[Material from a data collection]
====
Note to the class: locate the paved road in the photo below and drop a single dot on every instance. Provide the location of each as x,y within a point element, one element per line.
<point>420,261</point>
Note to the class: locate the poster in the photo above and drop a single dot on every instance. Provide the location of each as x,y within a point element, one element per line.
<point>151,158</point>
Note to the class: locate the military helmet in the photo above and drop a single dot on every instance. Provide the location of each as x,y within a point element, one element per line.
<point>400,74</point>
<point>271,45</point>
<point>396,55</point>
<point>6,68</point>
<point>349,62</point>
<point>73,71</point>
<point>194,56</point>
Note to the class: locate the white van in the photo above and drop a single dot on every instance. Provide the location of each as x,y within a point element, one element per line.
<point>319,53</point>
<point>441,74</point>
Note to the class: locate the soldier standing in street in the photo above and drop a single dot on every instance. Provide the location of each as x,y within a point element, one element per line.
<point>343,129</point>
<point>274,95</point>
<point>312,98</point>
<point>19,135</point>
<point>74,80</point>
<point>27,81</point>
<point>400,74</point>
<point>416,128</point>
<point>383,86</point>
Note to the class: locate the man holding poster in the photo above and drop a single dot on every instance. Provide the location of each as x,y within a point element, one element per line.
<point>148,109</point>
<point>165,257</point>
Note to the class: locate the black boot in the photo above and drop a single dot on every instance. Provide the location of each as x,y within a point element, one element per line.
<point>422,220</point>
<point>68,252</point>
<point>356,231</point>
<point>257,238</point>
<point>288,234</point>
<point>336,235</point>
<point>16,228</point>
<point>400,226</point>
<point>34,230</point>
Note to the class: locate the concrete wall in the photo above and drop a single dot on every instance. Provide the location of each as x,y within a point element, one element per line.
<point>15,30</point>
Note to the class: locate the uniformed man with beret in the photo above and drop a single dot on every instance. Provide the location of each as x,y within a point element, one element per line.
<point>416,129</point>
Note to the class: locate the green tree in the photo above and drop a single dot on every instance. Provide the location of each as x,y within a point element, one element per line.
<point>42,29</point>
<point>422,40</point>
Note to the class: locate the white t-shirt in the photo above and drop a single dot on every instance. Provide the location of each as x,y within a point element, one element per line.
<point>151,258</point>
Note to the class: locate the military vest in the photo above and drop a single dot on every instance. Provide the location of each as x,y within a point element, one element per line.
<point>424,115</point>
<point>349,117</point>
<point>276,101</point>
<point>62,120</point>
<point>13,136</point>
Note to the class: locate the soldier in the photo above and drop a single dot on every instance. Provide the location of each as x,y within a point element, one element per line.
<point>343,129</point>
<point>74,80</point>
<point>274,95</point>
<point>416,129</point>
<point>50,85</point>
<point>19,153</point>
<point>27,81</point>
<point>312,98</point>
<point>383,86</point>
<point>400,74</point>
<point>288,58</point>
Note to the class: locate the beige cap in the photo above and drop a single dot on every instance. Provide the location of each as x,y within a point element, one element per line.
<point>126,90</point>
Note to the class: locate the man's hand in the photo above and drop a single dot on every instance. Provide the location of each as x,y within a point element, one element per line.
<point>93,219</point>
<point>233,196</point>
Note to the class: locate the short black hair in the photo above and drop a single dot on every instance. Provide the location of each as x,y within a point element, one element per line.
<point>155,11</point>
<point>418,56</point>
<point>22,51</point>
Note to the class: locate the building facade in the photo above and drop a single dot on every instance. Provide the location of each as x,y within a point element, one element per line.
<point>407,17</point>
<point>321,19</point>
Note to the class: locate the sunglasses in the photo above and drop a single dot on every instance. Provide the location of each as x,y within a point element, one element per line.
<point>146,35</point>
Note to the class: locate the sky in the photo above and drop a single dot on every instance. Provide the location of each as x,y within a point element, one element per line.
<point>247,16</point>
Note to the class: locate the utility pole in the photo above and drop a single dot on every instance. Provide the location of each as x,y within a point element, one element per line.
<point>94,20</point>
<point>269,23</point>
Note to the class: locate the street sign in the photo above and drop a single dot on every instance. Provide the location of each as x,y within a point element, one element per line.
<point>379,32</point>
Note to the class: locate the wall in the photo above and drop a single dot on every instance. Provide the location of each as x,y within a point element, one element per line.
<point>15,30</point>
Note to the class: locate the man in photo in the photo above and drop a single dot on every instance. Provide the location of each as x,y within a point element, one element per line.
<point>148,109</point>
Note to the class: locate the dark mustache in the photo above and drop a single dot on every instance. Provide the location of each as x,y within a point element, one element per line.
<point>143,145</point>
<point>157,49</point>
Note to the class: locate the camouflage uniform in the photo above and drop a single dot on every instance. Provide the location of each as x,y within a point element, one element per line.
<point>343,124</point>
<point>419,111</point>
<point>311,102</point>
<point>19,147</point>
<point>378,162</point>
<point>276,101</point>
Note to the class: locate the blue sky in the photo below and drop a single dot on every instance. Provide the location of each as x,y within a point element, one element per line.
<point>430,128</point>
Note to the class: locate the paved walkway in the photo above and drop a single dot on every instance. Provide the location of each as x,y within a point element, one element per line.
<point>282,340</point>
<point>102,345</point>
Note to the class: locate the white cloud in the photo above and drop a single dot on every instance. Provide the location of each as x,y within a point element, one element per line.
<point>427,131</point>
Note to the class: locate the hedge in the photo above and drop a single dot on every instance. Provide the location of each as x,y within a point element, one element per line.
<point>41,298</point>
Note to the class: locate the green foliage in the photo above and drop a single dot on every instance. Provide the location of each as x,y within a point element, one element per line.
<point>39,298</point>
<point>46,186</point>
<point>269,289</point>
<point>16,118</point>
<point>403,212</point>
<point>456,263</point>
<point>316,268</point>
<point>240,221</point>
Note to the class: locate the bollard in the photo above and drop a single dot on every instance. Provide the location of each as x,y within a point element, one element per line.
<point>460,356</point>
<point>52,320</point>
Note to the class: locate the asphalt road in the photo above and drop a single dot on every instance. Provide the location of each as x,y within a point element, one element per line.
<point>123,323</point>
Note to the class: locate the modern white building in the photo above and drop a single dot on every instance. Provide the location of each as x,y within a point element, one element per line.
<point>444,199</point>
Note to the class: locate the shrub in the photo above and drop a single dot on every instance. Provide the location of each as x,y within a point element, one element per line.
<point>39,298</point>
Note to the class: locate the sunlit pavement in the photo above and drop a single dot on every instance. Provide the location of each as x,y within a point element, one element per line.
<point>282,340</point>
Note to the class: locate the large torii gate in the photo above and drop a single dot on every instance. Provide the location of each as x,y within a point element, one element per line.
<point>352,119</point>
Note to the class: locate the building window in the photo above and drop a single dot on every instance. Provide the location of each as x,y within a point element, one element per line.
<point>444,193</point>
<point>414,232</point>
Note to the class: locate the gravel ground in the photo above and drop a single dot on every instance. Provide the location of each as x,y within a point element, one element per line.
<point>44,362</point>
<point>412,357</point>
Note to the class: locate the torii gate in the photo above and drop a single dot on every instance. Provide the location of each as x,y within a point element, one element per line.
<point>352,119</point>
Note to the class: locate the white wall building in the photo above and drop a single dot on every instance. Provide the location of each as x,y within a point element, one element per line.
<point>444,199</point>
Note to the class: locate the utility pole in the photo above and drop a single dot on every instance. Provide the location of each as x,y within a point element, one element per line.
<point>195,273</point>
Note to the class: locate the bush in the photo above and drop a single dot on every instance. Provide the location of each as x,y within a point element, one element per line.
====
* **EXERCISE INSTRUCTIONS**
Please rewrite the material from its first line through the line containing "<point>441,74</point>", renaming "drop a single dot" to "place one dot" and leaving everything else unchanged.

* **EXERCISE SOLUTION**
Note to the class: locate the paved road in the photo below and place one dot on every instance. Provide the location of each as x,y within a point element, one element per line.
<point>420,261</point>
Note to the class: locate the poster in the photo above and place one dot on every instance. Provide the location of each as x,y within a point element, one element per line.
<point>151,158</point>
Note to the class: locate the military helmet in the photo above and place one dot on every instance. Provide the location of each as x,y within a point element, one element per line.
<point>400,74</point>
<point>271,45</point>
<point>396,55</point>
<point>6,68</point>
<point>349,62</point>
<point>73,71</point>
<point>194,56</point>
Note to the class: locate the white van in the photo above and place one dot on every instance. Provide the location of each as x,y within a point element, one element per line.
<point>319,53</point>
<point>441,74</point>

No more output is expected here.